• To be done: Copy the entries below word for word, starting at the line containing "Place a point on the calm" and ending at the line containing "<point>462,303</point>", with both of those lines included.

::::

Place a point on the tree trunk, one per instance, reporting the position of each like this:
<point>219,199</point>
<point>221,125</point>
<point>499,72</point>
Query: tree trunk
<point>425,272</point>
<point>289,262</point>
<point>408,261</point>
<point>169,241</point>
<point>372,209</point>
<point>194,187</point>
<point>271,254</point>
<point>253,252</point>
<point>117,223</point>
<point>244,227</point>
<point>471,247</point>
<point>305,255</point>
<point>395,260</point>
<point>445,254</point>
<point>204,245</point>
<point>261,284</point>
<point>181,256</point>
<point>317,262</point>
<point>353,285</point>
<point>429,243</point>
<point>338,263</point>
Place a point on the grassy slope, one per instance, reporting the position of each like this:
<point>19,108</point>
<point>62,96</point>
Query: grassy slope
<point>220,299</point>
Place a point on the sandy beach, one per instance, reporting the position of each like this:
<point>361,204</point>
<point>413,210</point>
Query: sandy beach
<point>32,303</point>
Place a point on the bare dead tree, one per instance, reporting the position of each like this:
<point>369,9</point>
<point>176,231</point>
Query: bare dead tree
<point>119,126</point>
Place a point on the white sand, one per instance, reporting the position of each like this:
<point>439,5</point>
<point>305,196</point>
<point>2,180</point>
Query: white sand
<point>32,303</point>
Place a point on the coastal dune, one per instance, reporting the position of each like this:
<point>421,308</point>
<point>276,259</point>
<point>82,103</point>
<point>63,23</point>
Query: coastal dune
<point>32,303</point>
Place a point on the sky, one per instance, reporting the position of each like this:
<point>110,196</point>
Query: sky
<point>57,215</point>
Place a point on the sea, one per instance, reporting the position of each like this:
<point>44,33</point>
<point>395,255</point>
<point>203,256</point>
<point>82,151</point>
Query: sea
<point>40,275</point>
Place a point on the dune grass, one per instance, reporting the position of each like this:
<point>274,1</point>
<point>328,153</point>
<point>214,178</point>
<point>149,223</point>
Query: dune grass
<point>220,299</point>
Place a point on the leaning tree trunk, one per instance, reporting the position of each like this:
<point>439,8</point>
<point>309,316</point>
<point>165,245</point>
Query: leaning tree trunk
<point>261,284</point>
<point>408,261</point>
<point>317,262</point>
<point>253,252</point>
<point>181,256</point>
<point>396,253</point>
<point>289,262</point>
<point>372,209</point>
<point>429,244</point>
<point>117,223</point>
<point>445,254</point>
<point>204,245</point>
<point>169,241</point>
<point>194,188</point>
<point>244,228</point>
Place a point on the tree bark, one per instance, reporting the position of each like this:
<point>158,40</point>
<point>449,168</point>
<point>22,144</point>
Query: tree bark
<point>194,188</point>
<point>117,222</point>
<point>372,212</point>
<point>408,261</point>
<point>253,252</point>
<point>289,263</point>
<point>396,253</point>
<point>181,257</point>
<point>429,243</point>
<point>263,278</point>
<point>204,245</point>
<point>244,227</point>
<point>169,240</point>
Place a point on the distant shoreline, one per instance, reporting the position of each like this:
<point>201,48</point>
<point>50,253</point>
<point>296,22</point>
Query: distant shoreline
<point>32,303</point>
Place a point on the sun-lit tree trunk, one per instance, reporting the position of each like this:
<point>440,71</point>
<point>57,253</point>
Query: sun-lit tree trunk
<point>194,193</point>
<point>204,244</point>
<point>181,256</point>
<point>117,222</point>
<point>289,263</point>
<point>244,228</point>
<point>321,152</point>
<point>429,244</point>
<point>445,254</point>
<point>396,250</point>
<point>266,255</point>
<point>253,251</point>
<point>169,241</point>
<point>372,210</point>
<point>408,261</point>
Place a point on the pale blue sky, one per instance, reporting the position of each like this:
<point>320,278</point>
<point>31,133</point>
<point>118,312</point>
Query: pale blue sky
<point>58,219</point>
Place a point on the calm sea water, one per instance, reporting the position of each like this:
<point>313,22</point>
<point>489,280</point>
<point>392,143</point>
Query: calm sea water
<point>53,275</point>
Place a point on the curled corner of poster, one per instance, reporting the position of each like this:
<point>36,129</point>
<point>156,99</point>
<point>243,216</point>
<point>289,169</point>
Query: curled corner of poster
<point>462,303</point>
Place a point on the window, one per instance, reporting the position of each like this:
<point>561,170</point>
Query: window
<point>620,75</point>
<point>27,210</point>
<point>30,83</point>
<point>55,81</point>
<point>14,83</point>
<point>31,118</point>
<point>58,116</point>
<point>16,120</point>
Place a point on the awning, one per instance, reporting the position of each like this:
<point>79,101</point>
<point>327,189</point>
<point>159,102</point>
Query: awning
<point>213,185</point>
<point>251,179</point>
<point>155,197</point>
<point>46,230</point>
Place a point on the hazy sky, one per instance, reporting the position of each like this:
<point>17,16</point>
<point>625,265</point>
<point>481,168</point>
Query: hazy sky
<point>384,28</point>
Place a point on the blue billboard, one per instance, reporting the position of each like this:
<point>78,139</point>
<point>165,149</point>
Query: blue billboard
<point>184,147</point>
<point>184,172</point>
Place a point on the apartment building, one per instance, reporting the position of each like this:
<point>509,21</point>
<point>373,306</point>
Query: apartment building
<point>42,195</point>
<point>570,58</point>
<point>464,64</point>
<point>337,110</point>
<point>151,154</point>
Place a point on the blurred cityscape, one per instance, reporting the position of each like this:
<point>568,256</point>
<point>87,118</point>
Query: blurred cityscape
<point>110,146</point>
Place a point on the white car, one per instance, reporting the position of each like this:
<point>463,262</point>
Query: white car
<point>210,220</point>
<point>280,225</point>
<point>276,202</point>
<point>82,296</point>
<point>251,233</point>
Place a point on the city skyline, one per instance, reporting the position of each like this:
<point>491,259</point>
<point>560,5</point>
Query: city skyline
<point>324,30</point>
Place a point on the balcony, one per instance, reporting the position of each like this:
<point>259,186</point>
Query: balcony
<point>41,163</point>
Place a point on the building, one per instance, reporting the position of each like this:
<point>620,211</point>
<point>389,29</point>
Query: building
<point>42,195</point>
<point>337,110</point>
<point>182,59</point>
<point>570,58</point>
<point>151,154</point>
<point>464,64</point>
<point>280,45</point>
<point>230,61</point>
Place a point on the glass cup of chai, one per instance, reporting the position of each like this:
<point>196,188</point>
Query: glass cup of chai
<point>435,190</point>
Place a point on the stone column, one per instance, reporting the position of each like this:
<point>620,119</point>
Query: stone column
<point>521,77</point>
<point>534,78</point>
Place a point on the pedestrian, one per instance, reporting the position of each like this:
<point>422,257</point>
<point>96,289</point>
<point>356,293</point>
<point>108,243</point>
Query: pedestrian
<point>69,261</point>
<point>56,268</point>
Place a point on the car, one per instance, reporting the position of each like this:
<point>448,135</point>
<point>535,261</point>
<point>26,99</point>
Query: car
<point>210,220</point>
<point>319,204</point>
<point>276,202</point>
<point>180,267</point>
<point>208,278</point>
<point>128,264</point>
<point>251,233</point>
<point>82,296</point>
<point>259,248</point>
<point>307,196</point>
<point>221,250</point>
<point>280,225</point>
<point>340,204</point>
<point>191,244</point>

::::

• Result for this task:
Place a point on the calm sea water, one per instance, reporting the position of each like this:
<point>313,22</point>
<point>489,280</point>
<point>392,143</point>
Query: calm sea water
<point>53,275</point>
Place a point on the curled corner of poster, one per instance, reporting the position of each like this:
<point>36,129</point>
<point>156,99</point>
<point>243,216</point>
<point>289,169</point>
Query: curled corner of poster
<point>462,303</point>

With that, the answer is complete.